### Your objective:
Write out exactly the lines from the start of the entries through the one that contains "positive clicks: (2, 183) (28, 182) (302, 77)", including both.

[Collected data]
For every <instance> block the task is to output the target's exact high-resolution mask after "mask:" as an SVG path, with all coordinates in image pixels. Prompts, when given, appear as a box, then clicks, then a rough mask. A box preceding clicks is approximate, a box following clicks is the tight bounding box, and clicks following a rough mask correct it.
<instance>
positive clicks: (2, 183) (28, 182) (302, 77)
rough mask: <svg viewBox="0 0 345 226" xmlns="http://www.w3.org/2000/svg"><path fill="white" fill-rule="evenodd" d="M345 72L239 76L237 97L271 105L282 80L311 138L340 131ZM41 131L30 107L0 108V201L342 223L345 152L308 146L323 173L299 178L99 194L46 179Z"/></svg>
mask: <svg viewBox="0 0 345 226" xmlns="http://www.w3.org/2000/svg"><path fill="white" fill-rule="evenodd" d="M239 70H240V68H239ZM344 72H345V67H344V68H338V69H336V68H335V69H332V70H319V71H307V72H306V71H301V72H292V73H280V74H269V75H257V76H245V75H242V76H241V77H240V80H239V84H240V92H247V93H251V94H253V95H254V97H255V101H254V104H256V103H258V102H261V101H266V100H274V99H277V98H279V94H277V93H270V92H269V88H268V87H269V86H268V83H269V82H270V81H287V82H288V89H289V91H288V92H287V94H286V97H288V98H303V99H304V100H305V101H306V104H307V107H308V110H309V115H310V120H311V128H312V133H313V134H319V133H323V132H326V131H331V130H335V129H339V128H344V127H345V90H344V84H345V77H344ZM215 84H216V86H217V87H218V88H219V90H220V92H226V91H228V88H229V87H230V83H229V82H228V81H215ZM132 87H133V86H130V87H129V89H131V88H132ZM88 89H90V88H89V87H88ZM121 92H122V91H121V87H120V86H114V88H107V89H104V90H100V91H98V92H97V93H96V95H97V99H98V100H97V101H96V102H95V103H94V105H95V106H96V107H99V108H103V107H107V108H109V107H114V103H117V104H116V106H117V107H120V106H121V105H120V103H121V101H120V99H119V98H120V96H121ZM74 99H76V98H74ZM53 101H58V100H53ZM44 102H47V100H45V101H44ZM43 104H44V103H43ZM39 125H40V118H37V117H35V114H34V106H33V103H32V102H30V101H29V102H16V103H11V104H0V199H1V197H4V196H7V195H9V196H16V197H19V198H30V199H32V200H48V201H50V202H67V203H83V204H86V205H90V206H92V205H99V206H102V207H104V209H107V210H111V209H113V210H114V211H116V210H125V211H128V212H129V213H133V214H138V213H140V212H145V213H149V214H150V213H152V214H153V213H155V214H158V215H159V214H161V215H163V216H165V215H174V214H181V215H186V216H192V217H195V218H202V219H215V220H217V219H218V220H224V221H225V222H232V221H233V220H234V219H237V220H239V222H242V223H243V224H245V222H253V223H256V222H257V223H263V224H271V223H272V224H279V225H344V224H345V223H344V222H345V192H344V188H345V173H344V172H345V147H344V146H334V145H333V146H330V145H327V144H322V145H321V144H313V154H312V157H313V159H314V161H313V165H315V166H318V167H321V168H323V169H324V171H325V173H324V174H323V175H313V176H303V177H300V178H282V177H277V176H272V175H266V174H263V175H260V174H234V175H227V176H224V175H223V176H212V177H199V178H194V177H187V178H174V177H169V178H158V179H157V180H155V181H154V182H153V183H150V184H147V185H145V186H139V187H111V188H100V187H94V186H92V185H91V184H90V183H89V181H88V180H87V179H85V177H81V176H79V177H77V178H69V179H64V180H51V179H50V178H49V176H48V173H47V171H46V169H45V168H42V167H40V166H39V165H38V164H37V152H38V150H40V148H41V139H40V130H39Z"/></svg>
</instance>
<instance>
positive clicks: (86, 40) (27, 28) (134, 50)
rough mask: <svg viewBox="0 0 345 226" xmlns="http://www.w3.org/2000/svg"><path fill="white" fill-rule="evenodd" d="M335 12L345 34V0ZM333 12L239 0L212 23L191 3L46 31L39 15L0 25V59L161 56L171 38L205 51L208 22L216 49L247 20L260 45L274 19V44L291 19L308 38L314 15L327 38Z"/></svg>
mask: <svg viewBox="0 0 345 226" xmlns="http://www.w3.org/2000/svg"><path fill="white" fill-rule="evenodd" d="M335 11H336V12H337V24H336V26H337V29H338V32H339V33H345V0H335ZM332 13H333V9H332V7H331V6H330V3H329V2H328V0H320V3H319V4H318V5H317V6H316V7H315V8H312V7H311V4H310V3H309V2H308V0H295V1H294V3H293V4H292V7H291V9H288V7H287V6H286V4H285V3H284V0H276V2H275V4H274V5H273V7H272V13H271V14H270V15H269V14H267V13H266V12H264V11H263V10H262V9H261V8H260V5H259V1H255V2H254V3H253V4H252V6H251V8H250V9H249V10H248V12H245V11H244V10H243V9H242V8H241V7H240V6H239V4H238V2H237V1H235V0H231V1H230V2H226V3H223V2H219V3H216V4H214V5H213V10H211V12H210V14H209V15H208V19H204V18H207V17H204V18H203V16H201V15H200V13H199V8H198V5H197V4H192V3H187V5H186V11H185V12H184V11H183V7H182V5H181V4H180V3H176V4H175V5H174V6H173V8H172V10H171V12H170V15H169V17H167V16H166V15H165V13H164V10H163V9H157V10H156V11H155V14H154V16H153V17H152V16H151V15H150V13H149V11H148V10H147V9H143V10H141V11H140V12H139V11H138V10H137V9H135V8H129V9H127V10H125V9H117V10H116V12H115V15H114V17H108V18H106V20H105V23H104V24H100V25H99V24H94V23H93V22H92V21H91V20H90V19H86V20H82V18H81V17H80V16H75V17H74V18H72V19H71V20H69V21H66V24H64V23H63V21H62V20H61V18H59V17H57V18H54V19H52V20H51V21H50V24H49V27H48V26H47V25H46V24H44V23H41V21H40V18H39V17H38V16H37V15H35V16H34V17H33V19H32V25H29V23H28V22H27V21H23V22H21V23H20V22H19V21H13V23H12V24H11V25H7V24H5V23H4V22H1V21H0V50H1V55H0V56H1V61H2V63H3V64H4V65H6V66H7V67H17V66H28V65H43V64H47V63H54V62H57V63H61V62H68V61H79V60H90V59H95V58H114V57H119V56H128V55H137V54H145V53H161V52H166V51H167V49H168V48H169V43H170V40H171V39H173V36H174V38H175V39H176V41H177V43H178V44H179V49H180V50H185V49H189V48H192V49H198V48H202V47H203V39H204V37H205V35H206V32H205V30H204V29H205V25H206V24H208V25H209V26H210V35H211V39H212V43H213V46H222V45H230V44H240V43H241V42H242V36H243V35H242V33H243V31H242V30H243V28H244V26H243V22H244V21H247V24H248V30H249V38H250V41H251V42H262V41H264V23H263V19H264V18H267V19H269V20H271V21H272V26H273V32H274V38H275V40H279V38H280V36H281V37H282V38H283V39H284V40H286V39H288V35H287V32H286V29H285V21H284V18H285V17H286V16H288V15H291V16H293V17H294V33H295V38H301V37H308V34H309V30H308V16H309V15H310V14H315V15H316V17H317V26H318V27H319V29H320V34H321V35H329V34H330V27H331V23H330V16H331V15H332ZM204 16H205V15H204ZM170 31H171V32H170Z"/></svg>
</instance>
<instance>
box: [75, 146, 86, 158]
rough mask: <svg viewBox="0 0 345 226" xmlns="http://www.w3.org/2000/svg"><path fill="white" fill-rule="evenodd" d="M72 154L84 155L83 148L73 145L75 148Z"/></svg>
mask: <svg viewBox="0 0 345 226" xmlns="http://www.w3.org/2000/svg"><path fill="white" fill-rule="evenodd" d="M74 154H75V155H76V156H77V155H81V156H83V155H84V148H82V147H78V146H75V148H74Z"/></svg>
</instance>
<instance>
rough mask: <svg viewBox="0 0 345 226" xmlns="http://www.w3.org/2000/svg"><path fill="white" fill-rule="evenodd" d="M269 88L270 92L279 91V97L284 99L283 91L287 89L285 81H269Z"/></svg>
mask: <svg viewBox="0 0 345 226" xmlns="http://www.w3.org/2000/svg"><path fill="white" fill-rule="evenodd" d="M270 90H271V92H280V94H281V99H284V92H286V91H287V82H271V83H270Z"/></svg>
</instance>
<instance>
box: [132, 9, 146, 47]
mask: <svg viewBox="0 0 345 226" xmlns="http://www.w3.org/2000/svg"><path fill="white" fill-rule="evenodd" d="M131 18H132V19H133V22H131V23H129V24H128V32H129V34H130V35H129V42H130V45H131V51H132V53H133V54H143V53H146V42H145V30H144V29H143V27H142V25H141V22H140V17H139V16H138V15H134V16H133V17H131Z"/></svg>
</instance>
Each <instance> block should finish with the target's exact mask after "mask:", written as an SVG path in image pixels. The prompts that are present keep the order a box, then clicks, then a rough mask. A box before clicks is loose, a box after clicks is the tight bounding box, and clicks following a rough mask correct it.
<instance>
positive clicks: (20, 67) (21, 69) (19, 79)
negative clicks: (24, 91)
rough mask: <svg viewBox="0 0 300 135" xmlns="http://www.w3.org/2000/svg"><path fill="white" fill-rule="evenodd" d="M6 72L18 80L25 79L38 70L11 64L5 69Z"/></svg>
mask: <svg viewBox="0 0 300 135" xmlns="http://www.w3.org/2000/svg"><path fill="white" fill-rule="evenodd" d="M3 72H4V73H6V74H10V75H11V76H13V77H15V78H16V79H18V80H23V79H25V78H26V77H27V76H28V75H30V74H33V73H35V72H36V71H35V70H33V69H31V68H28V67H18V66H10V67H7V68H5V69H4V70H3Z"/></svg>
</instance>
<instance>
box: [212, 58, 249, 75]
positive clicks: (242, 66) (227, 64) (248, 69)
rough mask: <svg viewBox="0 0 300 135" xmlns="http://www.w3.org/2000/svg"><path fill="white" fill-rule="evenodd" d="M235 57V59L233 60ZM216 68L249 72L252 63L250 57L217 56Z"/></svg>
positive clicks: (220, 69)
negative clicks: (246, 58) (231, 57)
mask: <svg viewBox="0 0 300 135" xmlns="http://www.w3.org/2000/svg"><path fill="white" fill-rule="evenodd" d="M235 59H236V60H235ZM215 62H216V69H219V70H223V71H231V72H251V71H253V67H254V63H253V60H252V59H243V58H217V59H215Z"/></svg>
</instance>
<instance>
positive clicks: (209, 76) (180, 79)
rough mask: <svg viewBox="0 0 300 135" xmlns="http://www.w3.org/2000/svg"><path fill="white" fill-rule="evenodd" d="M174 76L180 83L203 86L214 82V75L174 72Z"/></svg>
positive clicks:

### Reply:
For every <instance> block the task is to output the target's exact high-resolution mask after "mask:" as an SVG path, with all coordinates in image pixels. Prompts, when given, appear as a box, then clicks, then a rough mask. A box preceding clicks is approximate, a box following clicks is the tight bounding box, and clicks following a rough mask correct it.
<instance>
positive clicks: (2, 183) (28, 182) (302, 77)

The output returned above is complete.